Verilen görev 1
The Smiths yazısında adı geçen kişileri sıralayın.
Verilen görev 2
The Smiths yazısında "Bu yıl The Smiths'in" sözleriyle başlayıp aşağıya doğru "belirtmeden geçmek istemiyorum." sözlerine kadar uzanan her şeyi hiç değiştirmeden yazdırın.

21 Aralık 2011 Çarşamba

“The Smiths’in birleşme olasılığı her zaman var”


By on 09:13:00

© Zülal Kalkandelen
Cumhuriyet / 21 Aralık 2011

Bu yıl The Smiths'in alternatif rock tarihinin klasikleri arasında yer alan “The Queen Is Dead” albümünün 25. yıldönümü kutlanıyor. Grubun davulcusu Mike Joyce, son aylarda dünyanın çeşitli kentlerinde yapılan kutlama etkinliklerine şahsen katılıyor. Geçen cumartesi günü de albümün 25. yılı için Indigo'da düzenlenen özel gecede DJ performansı sunmak üzere İstanbul'a geldi.

1982'de kurulup 1987'de dağılmış olsa da, farklı kuşaklardan çok sayıda müzikseverin kalbindeki özel yerini bugün de koruyan bir grup The Smiths. Kısa kariyeri boyunca toplam dört stüdyo albümü yayınlayarak yarattığı etkinin büyüklüğünü düşünürsek, gerçekten "efsane" sıfatı onlara çok yakışıyor.

"The Queen Is Dead"in önemini burada birkaç cümle ile de olsa belirtmeden geçmek istemiyorum.

The Smiths’in kariyerinde ayrı bir yeri olan bu albüm, 1986’da yayımlandığında, aynı Sex Pistols’ın “God Save the Queen” adlı şarkısı gibi, monarşi karşıtı mesajlarıyla toplumu sarsıp uyandırma işlevi gördü. Albüme adını veren şarkı, Muhafazakar Parti lideri Margaret Thatcher’ın liberal ekonomiye ağırlık veren politikalarının altında ezilen Britanya halkının ve kendini dışlanmış hisseden bir kuşağın adeta marşı haline geldi.

Gösterilen veriler
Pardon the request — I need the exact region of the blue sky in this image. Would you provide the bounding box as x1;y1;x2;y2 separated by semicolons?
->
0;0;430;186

Son cevap 1
Zülal Kalkandelen, Mike Joyce, Margaret Thatcher

Son cevap 2
Bu yıl The Smiths'in alternatif rock tarihinin klasikleri arasında yer alan “The Queen Is Dead” albümünün 25. yıldönümü kutlanıyor. Grubun davulcusu Mike Joyce, son aylarda dünyanın çeşitli kentlerinde yapılan kutlama etkinliklerine şahsen katılıyor. Geçen cumartesi günü de albümün 25. yılı için Indigo'da düzenlenen özel gecede DJ performansı sunmak üzere İstanbul'a geldi.

1982'de kurulup 1987'de dağılmış olsa da, farklı kuşaklardan çok sayıda müzikseverin kalbindeki özel yerini bugün de koruyan bir grup The Smiths. Kısa kariyeri boyunca toplam dört stüdyo albümü yayınlayarak yarattığı etkinin büyüklüğünü düşünürsek, gerçekten "efsane" sıfatı onlara çok yakışıyor.

"The Queen Is Dead"in önemini burada birkaç cümle ile de olsa belirtmeden geçmek istemiyorum.